Requirement: Return, character for character, the lines from the one bearing "Point to the white nike" through the end of the material. Omit everything before that line.

(Recorded data Opens)

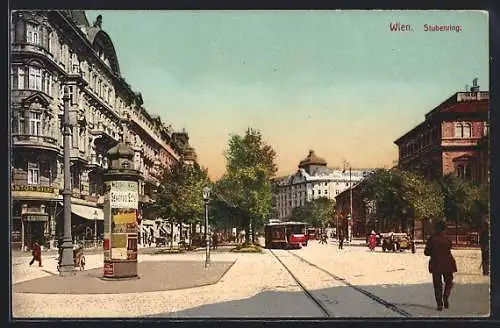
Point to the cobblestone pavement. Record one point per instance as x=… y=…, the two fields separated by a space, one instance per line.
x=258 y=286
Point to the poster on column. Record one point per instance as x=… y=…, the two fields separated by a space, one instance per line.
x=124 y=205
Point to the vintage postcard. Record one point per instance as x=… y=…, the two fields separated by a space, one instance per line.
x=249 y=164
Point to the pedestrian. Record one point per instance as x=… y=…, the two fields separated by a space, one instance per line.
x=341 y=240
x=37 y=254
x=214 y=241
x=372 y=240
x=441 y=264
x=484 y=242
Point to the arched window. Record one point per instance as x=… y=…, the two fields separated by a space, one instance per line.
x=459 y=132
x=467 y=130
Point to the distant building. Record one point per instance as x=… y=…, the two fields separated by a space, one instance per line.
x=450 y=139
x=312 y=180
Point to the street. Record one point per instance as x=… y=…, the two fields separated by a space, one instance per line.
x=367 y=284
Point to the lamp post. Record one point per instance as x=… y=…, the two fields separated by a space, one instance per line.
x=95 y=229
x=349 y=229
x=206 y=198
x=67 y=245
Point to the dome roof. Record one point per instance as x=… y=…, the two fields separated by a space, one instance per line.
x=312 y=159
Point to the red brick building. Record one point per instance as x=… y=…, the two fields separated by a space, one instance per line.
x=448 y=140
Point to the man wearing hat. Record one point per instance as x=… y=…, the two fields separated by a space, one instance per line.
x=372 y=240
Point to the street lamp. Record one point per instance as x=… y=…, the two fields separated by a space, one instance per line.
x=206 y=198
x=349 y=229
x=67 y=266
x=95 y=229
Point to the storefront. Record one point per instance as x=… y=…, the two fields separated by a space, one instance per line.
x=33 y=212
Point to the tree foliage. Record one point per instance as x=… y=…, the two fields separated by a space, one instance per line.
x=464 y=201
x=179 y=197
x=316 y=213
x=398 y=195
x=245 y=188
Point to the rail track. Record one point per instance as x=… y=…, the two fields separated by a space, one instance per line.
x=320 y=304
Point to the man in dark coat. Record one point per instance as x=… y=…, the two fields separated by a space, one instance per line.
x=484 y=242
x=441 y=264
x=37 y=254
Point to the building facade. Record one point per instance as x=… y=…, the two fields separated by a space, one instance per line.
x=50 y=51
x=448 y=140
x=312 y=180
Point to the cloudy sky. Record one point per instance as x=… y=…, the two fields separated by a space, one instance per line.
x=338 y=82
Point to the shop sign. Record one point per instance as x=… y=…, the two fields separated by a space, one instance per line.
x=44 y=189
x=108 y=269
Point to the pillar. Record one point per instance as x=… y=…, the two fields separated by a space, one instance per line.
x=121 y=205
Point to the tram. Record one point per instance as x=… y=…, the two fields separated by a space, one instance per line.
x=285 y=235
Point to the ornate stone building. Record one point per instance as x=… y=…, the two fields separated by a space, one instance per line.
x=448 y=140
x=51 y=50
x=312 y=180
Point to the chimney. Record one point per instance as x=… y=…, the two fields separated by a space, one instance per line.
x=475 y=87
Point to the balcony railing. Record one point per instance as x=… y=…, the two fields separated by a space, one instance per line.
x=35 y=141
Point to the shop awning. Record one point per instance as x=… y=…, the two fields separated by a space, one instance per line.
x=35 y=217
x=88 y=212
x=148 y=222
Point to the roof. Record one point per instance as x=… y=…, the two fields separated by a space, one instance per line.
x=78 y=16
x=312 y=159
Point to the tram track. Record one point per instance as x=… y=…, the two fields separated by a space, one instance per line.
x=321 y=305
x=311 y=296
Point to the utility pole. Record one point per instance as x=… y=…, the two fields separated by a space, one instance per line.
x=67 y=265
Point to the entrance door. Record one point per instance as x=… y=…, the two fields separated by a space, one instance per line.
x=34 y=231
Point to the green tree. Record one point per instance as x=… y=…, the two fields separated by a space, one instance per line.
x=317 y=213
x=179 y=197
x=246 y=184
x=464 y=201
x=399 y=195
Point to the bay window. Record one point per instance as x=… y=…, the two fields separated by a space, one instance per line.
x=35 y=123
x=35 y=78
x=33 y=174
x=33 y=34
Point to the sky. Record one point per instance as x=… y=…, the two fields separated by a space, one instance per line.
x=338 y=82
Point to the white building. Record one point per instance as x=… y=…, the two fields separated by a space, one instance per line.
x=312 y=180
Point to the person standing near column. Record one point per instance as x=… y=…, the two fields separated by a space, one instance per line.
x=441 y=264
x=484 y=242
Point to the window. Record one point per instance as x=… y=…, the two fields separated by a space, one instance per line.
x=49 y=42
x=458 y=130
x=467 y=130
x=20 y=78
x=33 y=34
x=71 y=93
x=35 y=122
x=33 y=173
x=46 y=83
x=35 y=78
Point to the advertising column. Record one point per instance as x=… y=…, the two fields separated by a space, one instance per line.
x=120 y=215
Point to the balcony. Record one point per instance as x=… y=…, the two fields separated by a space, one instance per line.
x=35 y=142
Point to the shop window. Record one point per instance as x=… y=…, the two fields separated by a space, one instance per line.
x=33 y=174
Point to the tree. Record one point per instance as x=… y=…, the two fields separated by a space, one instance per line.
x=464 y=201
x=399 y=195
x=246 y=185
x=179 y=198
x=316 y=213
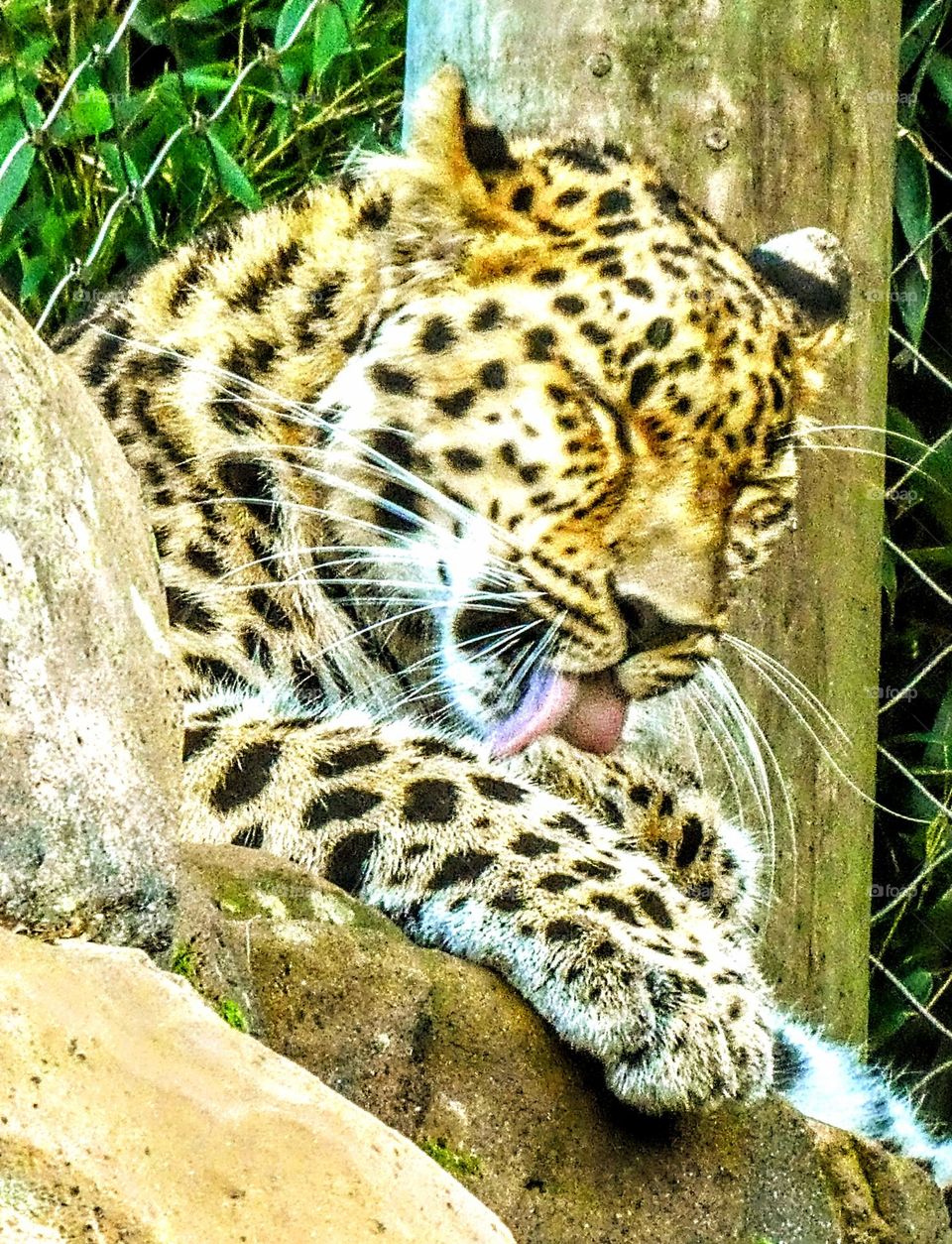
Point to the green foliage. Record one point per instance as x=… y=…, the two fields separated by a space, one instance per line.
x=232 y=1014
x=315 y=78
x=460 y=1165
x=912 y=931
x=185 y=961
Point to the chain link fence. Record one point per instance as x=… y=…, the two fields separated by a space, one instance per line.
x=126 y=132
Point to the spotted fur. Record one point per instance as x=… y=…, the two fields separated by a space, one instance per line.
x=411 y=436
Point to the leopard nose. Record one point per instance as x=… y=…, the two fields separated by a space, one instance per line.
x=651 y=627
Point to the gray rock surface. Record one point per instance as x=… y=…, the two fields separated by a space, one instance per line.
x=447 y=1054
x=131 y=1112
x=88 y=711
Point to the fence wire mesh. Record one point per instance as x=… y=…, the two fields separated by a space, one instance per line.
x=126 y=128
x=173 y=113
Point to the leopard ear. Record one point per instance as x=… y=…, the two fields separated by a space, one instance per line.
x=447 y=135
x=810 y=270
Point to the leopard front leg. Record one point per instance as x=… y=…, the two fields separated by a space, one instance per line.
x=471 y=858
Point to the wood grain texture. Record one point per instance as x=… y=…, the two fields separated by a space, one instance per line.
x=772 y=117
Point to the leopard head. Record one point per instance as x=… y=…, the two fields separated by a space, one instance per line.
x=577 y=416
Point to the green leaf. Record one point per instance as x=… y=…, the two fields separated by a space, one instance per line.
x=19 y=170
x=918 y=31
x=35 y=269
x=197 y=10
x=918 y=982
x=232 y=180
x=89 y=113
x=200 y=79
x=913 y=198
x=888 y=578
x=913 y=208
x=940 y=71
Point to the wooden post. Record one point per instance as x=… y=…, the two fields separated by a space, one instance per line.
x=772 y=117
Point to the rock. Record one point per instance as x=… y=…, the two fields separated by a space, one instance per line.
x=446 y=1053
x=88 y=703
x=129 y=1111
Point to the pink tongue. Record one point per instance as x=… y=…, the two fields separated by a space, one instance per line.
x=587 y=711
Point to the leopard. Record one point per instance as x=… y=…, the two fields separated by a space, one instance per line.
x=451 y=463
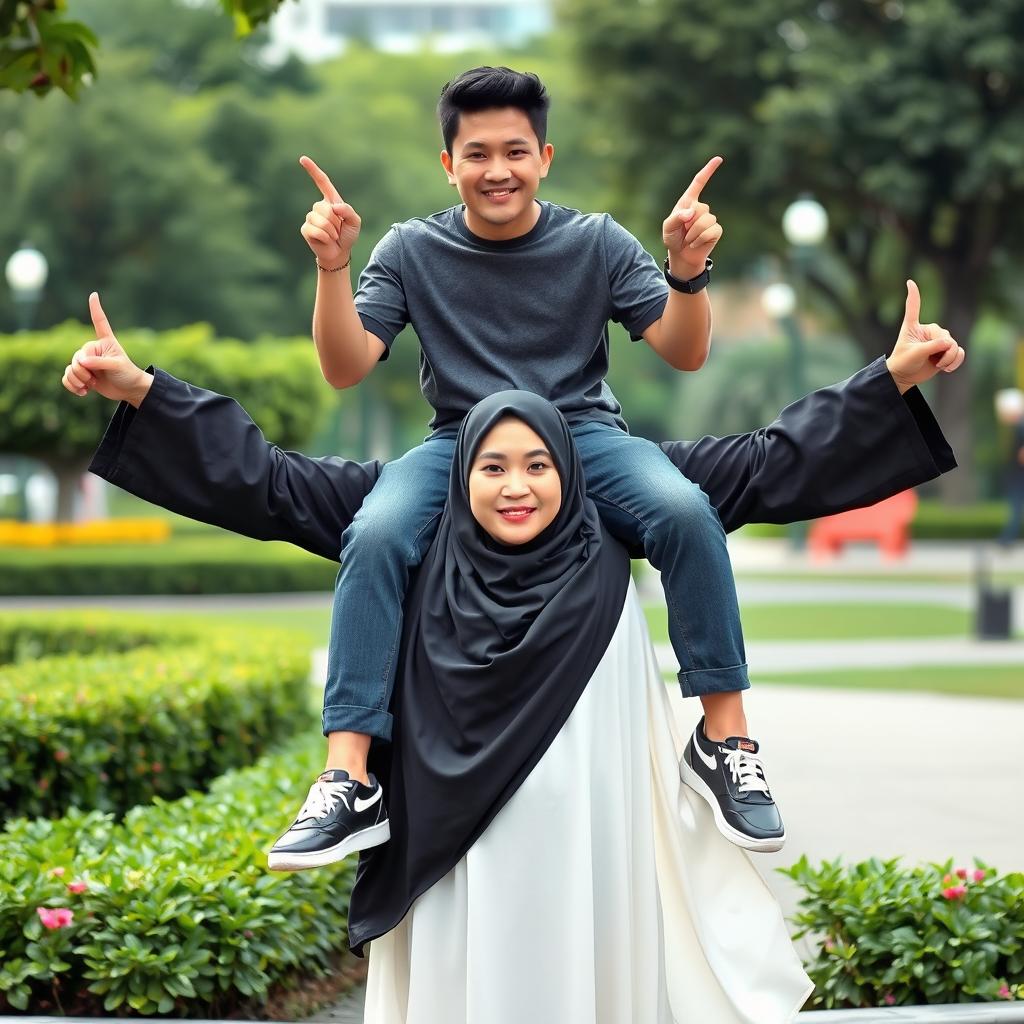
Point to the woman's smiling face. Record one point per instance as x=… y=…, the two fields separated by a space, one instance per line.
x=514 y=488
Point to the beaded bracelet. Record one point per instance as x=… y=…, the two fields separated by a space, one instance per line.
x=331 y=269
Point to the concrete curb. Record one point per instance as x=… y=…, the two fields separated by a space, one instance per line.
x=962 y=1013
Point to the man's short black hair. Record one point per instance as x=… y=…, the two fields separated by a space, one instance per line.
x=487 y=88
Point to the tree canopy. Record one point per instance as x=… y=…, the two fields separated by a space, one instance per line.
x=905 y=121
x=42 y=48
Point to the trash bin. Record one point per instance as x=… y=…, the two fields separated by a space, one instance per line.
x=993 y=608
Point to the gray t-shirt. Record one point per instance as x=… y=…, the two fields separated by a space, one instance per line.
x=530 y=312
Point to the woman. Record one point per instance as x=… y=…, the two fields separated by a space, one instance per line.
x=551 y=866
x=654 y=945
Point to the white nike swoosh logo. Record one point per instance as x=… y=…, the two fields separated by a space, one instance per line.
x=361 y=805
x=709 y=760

(Recorded data Closes)

Result below:
Point to the white nike swoosh logo. Record one point per instance as x=… y=…, the two fields separated by a space, one instance per line.
x=361 y=805
x=709 y=760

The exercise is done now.